## SOURCE PASSAGE

President-elect Joe Biden named members of his Transition COVID-19 Advisory Board just as we got a new kind of reminder of the huge task he will face in handling the pandemic. As cases and hospitalizations continue to rise and many people remain in a partisan state of denial, the challenge of controlling the spread of the virus has been clear. Now there’s a more hopeful challenge on the horizon: distributing a vaccine.
Pfizer announced early data showing a more than 90% effectiveness rate for its vaccine, and said that it expects to request emergency use authorization from the Food and Drug Administration later this month. By the end of the year the company expects to have enough doses of the two-dose vaccine for 15 to 20 million people. If these early results hold up and the company has that many doses, it’s great news. It’s also a huge logistical challenge, since the vaccine needs to be stored at extremely cold temperatures and people need to get their two doses three weeks apart. There are additional questions about who gets the first available doses, a process that needs to be administered fairly and transparently. Fair, transparent decision-making and competence at logistics—do these sound like things Team Trump will do well if the vaccine is available before Biden is inaugurated?

## DATA SHOWN
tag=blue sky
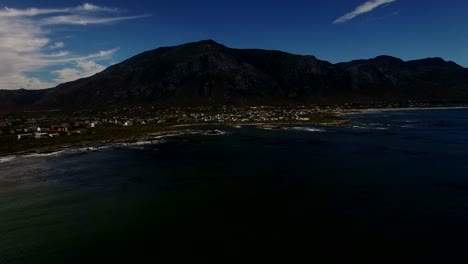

## EXERCISE
Pick up the passage on Biden's COVID-19 advisory board and vaccine distribution after its final question, and continue it.

## RESULT
At one time or another, Biden’s COVID-19 team will have to administer vaccine distribution. The Pfizer news suggests it may be sooner rather than later and that Biden may be inheriting a process Donald Trump has already messed up. “I congratulate the brilliant women and men who helped produce this breakthrough and to give us such cause for hope,” Biden said in a statement responding to the Pfizer news.
But he also warned that “the end of the battle against COVID-19 is many months away,” because even if the timeline stays in place, “it will be many more months before there is widespread vaccination in this country.” For that reason, Biden again emphasized the importance of continuing to wear masks and practice social distancing.
Mike Pence tried to take a victory lap, claiming credit for the vaccine news—but “We were never part of the Warp Speed,” Pfizer’s head of vaccine research had already said on the record. “We have never taken any money from the U.S. government, or from anyone.”
The advisory board Biden announced is co-chaired by former Surgeon General Vivek Murthy, former FDA Commissioner David Kessler, and Marcella Nunez-Smith, associate dean for health equity research at the Yale School of Medicine. Nunez-Smith is an especially significant choice, since she studies discrimination in the healthcare system, an important topic in a pandemic that has hit Black and Latino communities so hard.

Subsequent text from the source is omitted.